To do:
1. According to the page text on the VAST Pilot Dropbox download script, what is the default value of --dropbox-config?
2. Please pick up the text on the VAST Pilot Dropbox download script from its last line and continue it.

Page text:

Start

This script allows for simple downloading of the VAST Pilot survey from Dropbox.
Features:
- State which Epochs are available.
- Flexible download of data to users wants.
This script requires you to have a Dropbox App 'access token'. You do this by making an 'app' on your Dropbox account and then generating an OAuth token for that app.
This tutorial shows you how to obtain one: http://99rabbits.com/get-dropbox-access-token/. Make sure you select the Full Dropbox
option in the access section.
Otherwise the requirements installed from the main repo will cover all the python needs.
You also need to know the shared Dropbox URL of the Pilot survey and the password.
usage: get_vast_pilot_dbx.py [-h] [--dropbox-config DROPBOX_CONFIG]
[--output OUTPUT] [--available-epochs]
[--available-files AVAILABLE_FILES]
[--get-available-files] [--download]
[--find-fields-input FIND_FIELDS_INPUT]
[--user-files-list USER_FILES_LIST]
[--only-epochs ONLY_EPOCHS]
[--only-fields ONLY_FIELDS] [--stokes STOKES]
[--skip-xml] [--skip-txt] [--skip-qc]
[--skip-components] [--skip-islands]
[--skip-field-images] [--skip-bkg-images]
[--skip-rms-images] [--skip-all-images]
[--combined-only] [--tile-only] [--overwrite]
[--dry-run] [--debug]
[--write-template-dropbox-config]
[--legacy-download LEGACY_DOWNLOAD] [--include-legacy]
[--max-retries MAX_RETRIES]
[--download-threads DOWNLOAD_THREADS]
optional arguments:
-h, --help show this help message and exit
--dropbox-config DROPBOX_CONFIG
Dropbox config file to be read in containing the shared
url, password and access token. A template can be generated
using '--write-template-dropbox-config'. (default:
dropbox.cfg)

End

Supplied material:
Start

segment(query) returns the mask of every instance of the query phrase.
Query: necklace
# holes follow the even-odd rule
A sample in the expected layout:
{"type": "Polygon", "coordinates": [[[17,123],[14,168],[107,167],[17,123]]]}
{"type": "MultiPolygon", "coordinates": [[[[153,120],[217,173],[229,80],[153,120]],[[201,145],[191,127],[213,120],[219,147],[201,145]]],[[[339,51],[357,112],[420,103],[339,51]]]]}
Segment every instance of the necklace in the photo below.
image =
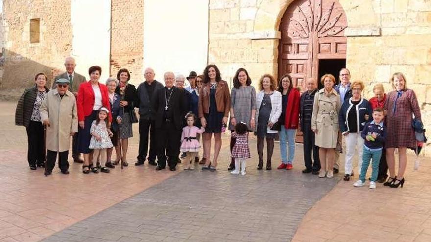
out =
{"type": "Polygon", "coordinates": [[[172,89],[172,91],[170,92],[170,94],[169,94],[169,98],[168,99],[168,101],[166,100],[166,91],[165,91],[165,110],[168,110],[168,104],[169,103],[169,101],[170,100],[170,97],[172,96],[172,93],[173,92],[173,89],[172,89]]]}

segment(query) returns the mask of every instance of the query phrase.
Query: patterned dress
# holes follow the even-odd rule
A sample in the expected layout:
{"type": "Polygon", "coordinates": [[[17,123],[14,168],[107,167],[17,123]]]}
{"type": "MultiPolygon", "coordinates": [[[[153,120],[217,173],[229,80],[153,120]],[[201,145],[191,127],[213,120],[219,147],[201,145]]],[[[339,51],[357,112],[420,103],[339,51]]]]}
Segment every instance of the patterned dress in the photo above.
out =
{"type": "Polygon", "coordinates": [[[113,147],[106,122],[100,121],[99,124],[96,125],[96,120],[93,121],[90,129],[90,133],[93,133],[100,135],[102,138],[101,140],[97,140],[95,136],[92,135],[89,147],[90,149],[106,149],[113,147]]]}
{"type": "Polygon", "coordinates": [[[415,149],[416,137],[411,126],[413,115],[416,119],[421,119],[420,108],[413,90],[392,91],[388,93],[384,109],[387,110],[386,148],[415,149]]]}
{"type": "Polygon", "coordinates": [[[248,132],[244,134],[237,134],[234,132],[231,134],[231,137],[237,138],[237,142],[232,148],[231,154],[232,158],[249,158],[250,156],[250,149],[248,147],[248,132]]]}

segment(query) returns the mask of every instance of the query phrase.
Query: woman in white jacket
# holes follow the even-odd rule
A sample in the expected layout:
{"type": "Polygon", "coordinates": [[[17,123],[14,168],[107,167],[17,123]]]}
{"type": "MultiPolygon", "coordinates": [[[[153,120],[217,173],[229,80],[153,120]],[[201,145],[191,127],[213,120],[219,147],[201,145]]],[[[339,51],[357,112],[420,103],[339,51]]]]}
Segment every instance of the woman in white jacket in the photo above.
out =
{"type": "Polygon", "coordinates": [[[282,97],[280,92],[276,91],[277,84],[274,77],[265,74],[259,80],[259,90],[256,95],[256,122],[255,134],[258,137],[257,149],[259,156],[258,170],[263,165],[263,140],[266,138],[266,170],[271,170],[271,158],[274,151],[274,138],[278,131],[271,130],[272,126],[278,120],[281,114],[282,97]]]}

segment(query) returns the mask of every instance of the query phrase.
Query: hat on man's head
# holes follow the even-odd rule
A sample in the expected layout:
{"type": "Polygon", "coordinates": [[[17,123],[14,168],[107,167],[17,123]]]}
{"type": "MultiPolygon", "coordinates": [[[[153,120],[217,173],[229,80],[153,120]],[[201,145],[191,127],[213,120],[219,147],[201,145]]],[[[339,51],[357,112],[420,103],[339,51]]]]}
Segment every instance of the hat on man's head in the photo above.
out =
{"type": "Polygon", "coordinates": [[[186,78],[187,80],[189,80],[189,78],[195,78],[197,76],[197,74],[196,74],[196,71],[191,71],[189,74],[189,76],[186,78]]]}
{"type": "Polygon", "coordinates": [[[65,78],[60,78],[57,81],[55,81],[55,83],[59,84],[69,84],[69,80],[65,78]]]}

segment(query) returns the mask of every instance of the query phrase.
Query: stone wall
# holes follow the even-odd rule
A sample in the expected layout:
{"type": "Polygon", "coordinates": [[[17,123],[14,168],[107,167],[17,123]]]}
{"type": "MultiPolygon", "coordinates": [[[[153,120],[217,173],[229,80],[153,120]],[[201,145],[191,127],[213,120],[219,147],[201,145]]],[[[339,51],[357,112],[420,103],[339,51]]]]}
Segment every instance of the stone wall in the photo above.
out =
{"type": "Polygon", "coordinates": [[[111,75],[126,68],[131,82],[143,80],[144,0],[112,0],[111,75]]]}
{"type": "Polygon", "coordinates": [[[71,50],[70,0],[3,0],[4,47],[6,62],[4,89],[24,88],[34,75],[44,72],[48,82],[64,69],[71,50]],[[30,43],[30,20],[40,19],[40,42],[30,43]]]}
{"type": "MultiPolygon", "coordinates": [[[[231,80],[244,67],[256,84],[263,73],[277,75],[281,18],[291,0],[211,0],[209,61],[231,80]]],[[[425,128],[431,130],[431,1],[340,0],[348,20],[347,66],[352,80],[383,83],[404,73],[416,93],[425,128]],[[427,121],[428,120],[428,121],[427,121]]],[[[256,86],[256,85],[255,85],[256,86]]],[[[431,146],[425,154],[431,155],[431,146]]]]}

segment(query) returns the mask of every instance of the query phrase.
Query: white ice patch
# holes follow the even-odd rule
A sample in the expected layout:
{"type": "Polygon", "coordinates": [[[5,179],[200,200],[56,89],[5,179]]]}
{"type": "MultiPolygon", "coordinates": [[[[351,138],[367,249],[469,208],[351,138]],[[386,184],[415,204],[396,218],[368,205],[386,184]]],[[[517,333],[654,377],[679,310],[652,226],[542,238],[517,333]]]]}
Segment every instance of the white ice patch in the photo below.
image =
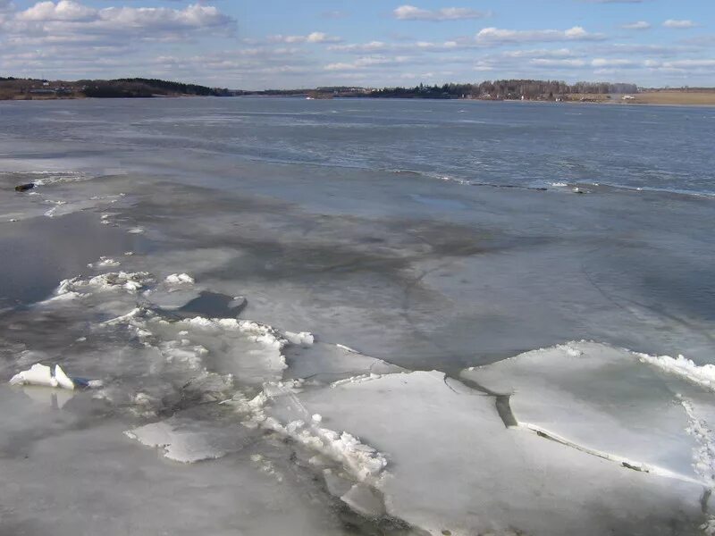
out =
{"type": "Polygon", "coordinates": [[[181,417],[171,417],[124,433],[147,447],[163,448],[165,457],[184,464],[217,459],[246,444],[246,434],[240,428],[181,417]]]}
{"type": "Polygon", "coordinates": [[[311,346],[313,342],[315,342],[315,337],[313,336],[313,333],[308,333],[307,331],[300,331],[299,333],[286,331],[285,338],[289,340],[290,344],[296,344],[300,346],[311,346]]]}
{"type": "Polygon", "coordinates": [[[194,278],[188,273],[172,273],[167,276],[164,282],[171,286],[193,285],[194,278]]]}
{"type": "Polygon", "coordinates": [[[130,294],[138,293],[144,286],[154,281],[147,272],[111,272],[95,276],[89,280],[75,277],[64,280],[60,283],[55,294],[62,296],[71,292],[79,294],[92,291],[123,290],[130,294]]]}
{"type": "Polygon", "coordinates": [[[678,356],[677,358],[669,356],[649,356],[648,354],[636,354],[636,356],[643,363],[647,363],[661,371],[715,390],[715,364],[697,365],[683,356],[678,356]]]}
{"type": "Polygon", "coordinates": [[[710,488],[715,488],[715,433],[708,422],[697,415],[692,401],[681,397],[680,403],[690,421],[687,433],[698,443],[693,450],[693,467],[710,488]]]}
{"type": "Polygon", "coordinates": [[[523,429],[625,467],[702,482],[692,467],[688,419],[676,400],[687,384],[644,366],[632,352],[572,342],[461,375],[511,395],[523,429]]]}
{"type": "Polygon", "coordinates": [[[88,268],[114,268],[119,266],[122,263],[119,261],[115,261],[114,259],[110,259],[109,257],[99,257],[99,260],[96,263],[89,263],[87,267],[88,268]]]}
{"type": "Polygon", "coordinates": [[[231,403],[248,414],[244,421],[248,428],[258,426],[290,437],[341,464],[357,482],[376,482],[387,465],[384,455],[347,431],[321,427],[323,418],[317,414],[311,416],[296,397],[300,385],[299,381],[269,383],[252,400],[238,395],[231,403]]]}
{"type": "Polygon", "coordinates": [[[29,370],[18,373],[10,379],[11,385],[36,385],[39,387],[56,387],[73,390],[75,382],[59,364],[55,365],[55,372],[39,363],[33,364],[29,370]]]}
{"type": "MultiPolygon", "coordinates": [[[[700,515],[699,484],[631,471],[509,429],[492,397],[442,373],[387,374],[294,396],[297,401],[288,398],[281,406],[299,403],[387,453],[387,471],[364,483],[382,492],[390,515],[435,536],[606,534],[613,525],[602,511],[620,513],[623,533],[637,532],[646,520],[650,533],[667,534],[663,520],[682,508],[700,515]]],[[[373,515],[379,510],[370,505],[379,503],[368,490],[346,495],[346,502],[373,515]]]]}

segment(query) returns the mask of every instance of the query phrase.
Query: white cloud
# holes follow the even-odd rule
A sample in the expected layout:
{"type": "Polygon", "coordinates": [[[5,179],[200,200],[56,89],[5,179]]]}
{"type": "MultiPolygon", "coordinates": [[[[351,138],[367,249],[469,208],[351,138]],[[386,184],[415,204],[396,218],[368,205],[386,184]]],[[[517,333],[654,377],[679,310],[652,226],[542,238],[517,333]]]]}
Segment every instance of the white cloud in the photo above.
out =
{"type": "Polygon", "coordinates": [[[508,58],[566,58],[578,55],[569,48],[539,48],[530,50],[509,50],[502,54],[508,58]]]}
{"type": "Polygon", "coordinates": [[[663,22],[663,26],[666,28],[676,28],[679,29],[685,29],[688,28],[695,28],[697,24],[695,24],[693,21],[677,21],[675,19],[669,19],[665,22],[663,22]]]}
{"type": "Polygon", "coordinates": [[[354,71],[357,69],[365,69],[366,67],[377,67],[384,65],[394,65],[396,63],[404,63],[409,58],[408,56],[366,56],[359,58],[354,62],[340,62],[337,63],[329,63],[324,68],[325,71],[354,71]]]}
{"type": "Polygon", "coordinates": [[[584,67],[584,60],[570,60],[563,58],[534,58],[529,61],[532,65],[539,67],[584,67]]]}
{"type": "Polygon", "coordinates": [[[97,10],[72,0],[38,2],[32,7],[18,13],[19,21],[49,22],[53,21],[91,21],[98,16],[97,10]]]}
{"type": "Polygon", "coordinates": [[[414,5],[400,5],[392,13],[400,21],[463,21],[468,19],[483,19],[489,13],[480,12],[468,7],[442,7],[437,10],[421,9],[414,5]]]}
{"type": "Polygon", "coordinates": [[[625,58],[596,58],[592,60],[591,66],[592,67],[637,67],[642,65],[642,62],[636,62],[635,60],[628,60],[625,58]]]}
{"type": "Polygon", "coordinates": [[[307,36],[271,36],[269,41],[273,43],[340,43],[341,38],[329,36],[322,31],[314,31],[307,36]]]}
{"type": "Polygon", "coordinates": [[[355,43],[351,45],[331,45],[328,46],[328,50],[332,52],[365,53],[384,52],[391,47],[391,45],[383,41],[370,41],[369,43],[355,43]]]}
{"type": "Polygon", "coordinates": [[[484,28],[476,34],[483,44],[527,43],[538,41],[594,41],[604,39],[601,34],[592,34],[580,26],[559,29],[500,29],[484,28]]]}
{"type": "Polygon", "coordinates": [[[629,24],[624,24],[621,28],[625,29],[648,29],[651,28],[651,23],[646,22],[645,21],[638,21],[637,22],[630,22],[629,24]]]}

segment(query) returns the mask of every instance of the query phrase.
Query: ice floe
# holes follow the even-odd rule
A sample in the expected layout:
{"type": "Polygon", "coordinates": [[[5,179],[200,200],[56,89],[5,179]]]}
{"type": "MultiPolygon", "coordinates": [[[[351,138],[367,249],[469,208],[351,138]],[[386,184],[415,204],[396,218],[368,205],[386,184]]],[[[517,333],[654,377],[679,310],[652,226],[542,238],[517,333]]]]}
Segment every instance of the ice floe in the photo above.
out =
{"type": "Polygon", "coordinates": [[[124,433],[147,447],[161,448],[165,457],[185,464],[220,458],[248,443],[240,427],[183,417],[171,417],[124,433]]]}
{"type": "Polygon", "coordinates": [[[692,466],[698,445],[686,432],[688,415],[677,398],[691,386],[644,365],[632,352],[569,343],[462,376],[509,395],[520,428],[626,467],[702,482],[692,466]]]}

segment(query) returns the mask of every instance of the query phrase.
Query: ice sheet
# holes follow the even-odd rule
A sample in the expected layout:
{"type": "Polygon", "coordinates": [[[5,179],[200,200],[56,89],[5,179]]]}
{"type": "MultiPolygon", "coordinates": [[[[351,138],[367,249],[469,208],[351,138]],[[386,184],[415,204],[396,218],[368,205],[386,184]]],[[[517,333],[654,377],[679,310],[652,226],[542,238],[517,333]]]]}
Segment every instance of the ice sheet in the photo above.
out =
{"type": "Polygon", "coordinates": [[[492,398],[440,373],[345,382],[299,400],[325,426],[386,453],[375,487],[387,511],[431,534],[695,533],[702,519],[701,486],[507,429],[492,398]]]}
{"type": "Polygon", "coordinates": [[[476,367],[462,376],[511,395],[520,427],[616,463],[700,480],[692,466],[696,443],[686,433],[688,417],[677,398],[694,387],[641,363],[632,352],[574,342],[476,367]]]}

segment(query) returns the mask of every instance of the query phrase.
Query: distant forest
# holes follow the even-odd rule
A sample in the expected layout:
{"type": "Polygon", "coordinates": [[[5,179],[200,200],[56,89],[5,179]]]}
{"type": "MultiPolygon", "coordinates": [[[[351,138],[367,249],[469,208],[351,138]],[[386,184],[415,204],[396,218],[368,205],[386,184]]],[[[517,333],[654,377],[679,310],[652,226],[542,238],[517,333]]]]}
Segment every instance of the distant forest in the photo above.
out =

End

Responses per task:
1. dropbox.cfg

2.
--output OUTPUT Name of the local output directory where files will be
saved (default: vast_dropbox)
--available-epochs Print out what Epochs are available. (default: False)
--available-files AVAILABLE_FILES
Provide a file containing the files available on Dropbox to
download. Only use this option only if you wish to override
the built-in list of Dropbox files that is already
provided. (default: None)
--get-available-files
Generate the list of available files on the shared folder.
The list will be saved to a file. (default: False)
--download Download data according to the filter options entered
(default: None)
--find-fields-input FIND_FIELDS_INPUT
Input of fields to fetch (can be obtained from
'find_sources.py'). (default: None)
--user-files-list USER_FILES_LIST
Input of files to fetch. (default: None)
--only-epochs ONLY_EPOCHS
Only download files from the selected epochs. Enter as a
list with no spaces, e.g. '1,2,4x'. If nothing is entered
then all epochs are fetched. The current epochs are: 1, 2,
3x, 4x, 5x, 6x, 7x, 8, 9, 10x, 11x. (default: None)
--only-fields ONLY_FIELDS
Only download files from the selected fields. Enter as a
list with no spaces, e.g. 'VAST_0012+00A,VAST_0012-06A'. If
nothing is entered then all fields are fetched. (default:
None)
--stokes STOKES Select which Stokes data products are to be downloaded
Enter as a list separated by a comma with no space, e.g.
'I,V' (default: None)
--skip-xml Do not download XML files. (default: False)
--skip-txt Do not download txt files. (default: False)
--skip-qc Do not download the QC plots. (default: False)
--skip-components Do not download components selavy files. (default: False)
--skip-islands Do not download island selavy files. (default: False)
--skip-field-images Do not download field images. (default: False)
--skip-bkg-images Do not download background images. (default: False)
--skip-rms-images Do not download background images. (default: False)
--skip-all-images Only download non-image data products. (default: False)
--combined-only Only download the combined products. (default: False)
--tile-only Only download the combined products. (default: False)
--overwrite Overwrite any files that already exist in the output
directory. If overwrite is not selected, integrity checking
will still be performed on the existing files and if the
check fails, the file will be re-downloaded. (default:
False)
--dry-run Only print files that will be downloaded, without
downloading them. (default: False)
--debug Set logging level to debug. (default: False)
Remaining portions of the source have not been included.